* Aim of the task
Update the records from the line containing "Draw the outline of every instance of the **green" through the end of the records, replacing "outline" with "contour" and leaving everything else unchanged. Return only those lines.

____________

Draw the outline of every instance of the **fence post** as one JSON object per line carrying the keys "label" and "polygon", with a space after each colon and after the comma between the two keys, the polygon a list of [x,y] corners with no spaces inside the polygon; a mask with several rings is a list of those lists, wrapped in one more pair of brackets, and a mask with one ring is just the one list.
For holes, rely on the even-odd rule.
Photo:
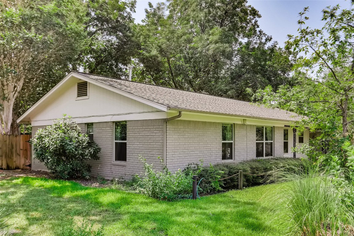
{"label": "fence post", "polygon": [[242,171],[239,171],[239,189],[242,189],[242,178],[243,177],[243,173]]}
{"label": "fence post", "polygon": [[193,200],[197,199],[197,176],[193,175],[193,193],[192,198]]}

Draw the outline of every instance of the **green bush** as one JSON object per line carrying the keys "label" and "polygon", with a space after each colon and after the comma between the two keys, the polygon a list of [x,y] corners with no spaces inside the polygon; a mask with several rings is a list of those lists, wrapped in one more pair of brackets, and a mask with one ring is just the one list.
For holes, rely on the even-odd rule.
{"label": "green bush", "polygon": [[[301,161],[298,159],[269,158],[238,163],[221,163],[206,167],[202,167],[201,164],[190,163],[187,166],[183,172],[189,175],[196,174],[199,179],[204,178],[207,180],[223,179],[236,175],[219,180],[217,185],[213,182],[202,181],[199,184],[200,192],[210,192],[237,189],[239,186],[239,176],[237,174],[239,171],[242,171],[244,173],[242,178],[243,187],[250,187],[271,182],[271,175],[269,174],[270,172],[279,169],[292,171],[297,169],[301,165]],[[262,175],[258,175],[259,174]]]}
{"label": "green bush", "polygon": [[101,151],[87,134],[81,133],[80,127],[70,117],[58,119],[52,125],[38,129],[31,142],[34,157],[64,179],[87,175],[91,168],[87,161],[98,160]]}
{"label": "green bush", "polygon": [[156,171],[142,157],[140,158],[145,171],[139,177],[138,184],[141,192],[151,197],[168,201],[190,196],[193,182],[192,175],[185,174],[180,170],[172,174],[166,168],[162,171]]}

____________

* Final result
Draw the contour of every instance of the **green bush** as one JSON object per line carrying the keys "label" and "polygon", with a space after each colon and after the comma between the two keys, the polygon a list of [x,y] corners with no spaces inside the polygon; a mask with several rings is a list of those lists, wrapped in one more pair of brackets, and a mask with one ring is just the one list.
For holes, rely on the even-odd rule.
{"label": "green bush", "polygon": [[[301,161],[298,159],[269,158],[238,163],[221,163],[206,167],[202,167],[201,164],[190,163],[187,166],[183,172],[189,175],[196,174],[199,179],[204,178],[207,180],[223,179],[236,175],[219,180],[217,185],[213,182],[202,181],[199,184],[200,192],[210,192],[237,189],[239,186],[239,176],[237,174],[239,171],[242,171],[244,173],[242,178],[243,187],[250,187],[271,182],[271,175],[269,174],[270,172],[279,169],[292,171],[297,169],[301,165]],[[262,175],[258,175],[259,174]]]}
{"label": "green bush", "polygon": [[101,151],[87,134],[81,133],[80,127],[70,117],[58,119],[52,125],[38,129],[31,142],[34,157],[64,179],[87,175],[91,168],[87,161],[98,160]]}
{"label": "green bush", "polygon": [[156,171],[142,157],[140,158],[145,171],[139,177],[138,184],[141,192],[151,197],[168,201],[190,196],[193,182],[192,175],[185,174],[180,170],[172,174],[166,168],[162,171]]}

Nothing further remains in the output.